**Problems to solve**
1 - Using the 2019 market review below, answer each question:
(a) What total return did the U.S. S&P 500 index post in 2019?
(b) On what date did the 35-day U.S. government shutdown end?
(c) What unemployment rate did the economy reach?
2 - Decide whether each statement agrees with the 2019 market review below. Answer yes or no, and quote the words that decide it.
(a) Inflation stayed under the Federal Reserve's 2% target.
(b) The unemployment rate was the lowest since December 1959.
(c) Weak consumer spending confirmed the recession signal from the inverted yield curve.
3 - List every factor that the 2019 market review below gives as a basis for the current giddy, euphoric market narrative.

**Source text**
-.-.-

Month: January 2020

Big 2019, 30 Years of Ups & Downs, Outlook/Recommendations

What a difference a year makes.  By Christmas Eve 2018, markets were filled with despair at the prospect of a global recession, and the S&P 500 plunged nearly 20%.  Since the panic selling at the end of 2018, markets generated stellar 2019 gains, led by a 31.5% total return for the U.S. S&P 500 index.  At this time the market narrative is giddy and euphoric based on fading fears of a global recession, less concern of a trade war and more accommodative central banks.



Not Interested in All the Details?  See 2020 Outlook & Recommendations



-The year started in the midst of a 35-day U.S. government shutdown that ended January 25, providing a negative backdrop to start the year.  Economic forecasts were downgraded, but this was soon forgotten (markets often have a short attention span) as the government resumed operations.

-The economy generated the lowest unemployment rate at 3.5% since December 1969, 50 years ago when Richard Nixon was President.

-Inflation remained below the Federal Reserve’s 2% target.

-Ongoing recession fears were stoked in late summer by an “Inverted Yield Curve” and then ignored and forgotten.  An Inverted Yield Curve is a phenomenon where long-term government interest rates are lower than shorter maturities.  This situation infers that longer maturities are low because investors are pessimistic on a longer-term basis, and it is typically a precursor to a recession.  Solid consumer spending negated this indicator, however, and markets continued upward.

-.-.-

**Record excerpts**
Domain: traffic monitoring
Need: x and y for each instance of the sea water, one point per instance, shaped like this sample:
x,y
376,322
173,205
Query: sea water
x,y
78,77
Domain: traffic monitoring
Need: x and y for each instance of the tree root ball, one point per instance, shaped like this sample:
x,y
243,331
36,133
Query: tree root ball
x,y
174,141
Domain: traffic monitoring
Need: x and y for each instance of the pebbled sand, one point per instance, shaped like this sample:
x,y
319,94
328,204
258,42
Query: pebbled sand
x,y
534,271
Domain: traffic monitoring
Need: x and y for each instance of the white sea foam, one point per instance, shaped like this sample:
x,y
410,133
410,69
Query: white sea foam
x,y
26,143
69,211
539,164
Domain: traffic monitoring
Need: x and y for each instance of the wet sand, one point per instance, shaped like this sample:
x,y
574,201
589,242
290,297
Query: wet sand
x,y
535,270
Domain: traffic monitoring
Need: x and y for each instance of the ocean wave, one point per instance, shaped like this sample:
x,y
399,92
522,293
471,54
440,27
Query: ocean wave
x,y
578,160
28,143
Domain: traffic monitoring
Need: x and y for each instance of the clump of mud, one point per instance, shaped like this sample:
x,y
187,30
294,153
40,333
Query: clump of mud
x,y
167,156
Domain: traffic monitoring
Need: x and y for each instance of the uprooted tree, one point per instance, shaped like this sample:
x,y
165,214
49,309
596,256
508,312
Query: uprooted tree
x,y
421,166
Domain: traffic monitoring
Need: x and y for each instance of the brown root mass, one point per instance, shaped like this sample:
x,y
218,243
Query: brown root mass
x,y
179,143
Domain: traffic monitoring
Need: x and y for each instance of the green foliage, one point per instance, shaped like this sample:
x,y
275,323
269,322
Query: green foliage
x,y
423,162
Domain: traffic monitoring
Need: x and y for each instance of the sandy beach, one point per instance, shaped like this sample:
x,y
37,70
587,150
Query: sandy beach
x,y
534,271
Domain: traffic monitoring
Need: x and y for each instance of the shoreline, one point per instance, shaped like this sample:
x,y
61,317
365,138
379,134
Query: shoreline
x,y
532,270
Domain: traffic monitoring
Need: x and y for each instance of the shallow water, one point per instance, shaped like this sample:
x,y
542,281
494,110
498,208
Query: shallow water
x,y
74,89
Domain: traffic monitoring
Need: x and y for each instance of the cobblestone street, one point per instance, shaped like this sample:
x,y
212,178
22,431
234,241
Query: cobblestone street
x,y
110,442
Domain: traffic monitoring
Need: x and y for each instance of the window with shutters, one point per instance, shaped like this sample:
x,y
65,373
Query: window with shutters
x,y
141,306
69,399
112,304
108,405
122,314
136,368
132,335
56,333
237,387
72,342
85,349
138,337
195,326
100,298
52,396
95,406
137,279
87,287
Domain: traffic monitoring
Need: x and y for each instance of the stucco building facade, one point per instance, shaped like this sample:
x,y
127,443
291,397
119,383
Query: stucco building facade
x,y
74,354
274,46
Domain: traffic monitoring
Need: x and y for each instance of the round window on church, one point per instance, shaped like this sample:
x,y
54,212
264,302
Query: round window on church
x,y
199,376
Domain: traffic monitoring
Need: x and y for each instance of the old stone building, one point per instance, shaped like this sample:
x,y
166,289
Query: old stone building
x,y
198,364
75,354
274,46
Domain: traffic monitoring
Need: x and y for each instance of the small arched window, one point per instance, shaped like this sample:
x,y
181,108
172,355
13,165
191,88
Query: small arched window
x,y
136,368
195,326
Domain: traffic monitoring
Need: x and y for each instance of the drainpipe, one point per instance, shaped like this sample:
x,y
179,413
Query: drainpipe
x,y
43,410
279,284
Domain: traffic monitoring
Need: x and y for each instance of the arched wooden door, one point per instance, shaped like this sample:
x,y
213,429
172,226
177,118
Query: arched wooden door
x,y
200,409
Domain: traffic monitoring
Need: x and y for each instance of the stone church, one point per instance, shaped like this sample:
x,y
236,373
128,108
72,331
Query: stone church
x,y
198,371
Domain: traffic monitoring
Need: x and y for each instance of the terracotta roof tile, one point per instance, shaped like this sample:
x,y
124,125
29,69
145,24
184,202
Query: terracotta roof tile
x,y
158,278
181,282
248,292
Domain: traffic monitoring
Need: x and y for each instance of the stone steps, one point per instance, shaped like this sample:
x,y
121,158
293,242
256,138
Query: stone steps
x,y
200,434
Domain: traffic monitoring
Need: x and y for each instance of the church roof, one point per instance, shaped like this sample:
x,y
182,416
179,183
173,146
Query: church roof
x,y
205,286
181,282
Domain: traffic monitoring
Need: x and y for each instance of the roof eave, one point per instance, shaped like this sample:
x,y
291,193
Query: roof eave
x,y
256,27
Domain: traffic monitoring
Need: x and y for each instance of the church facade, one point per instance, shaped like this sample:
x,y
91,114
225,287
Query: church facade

-.-.-

**Outputs for the tasks**
1 -
(a) 31.5%
(b) January 25
(c) 3.5%

2 -
(a) Yes: "Inflation remained below the Federal Reserve’s 2% target."
(b) No: "the lowest unemployment rate at 3.5% since December 1969"
(c) No: "Solid consumer spending negated this indicator, however, and markets continued upward."

3 -
- fading fears of a global recession
- less concern of a trade war
- more accommodative central banks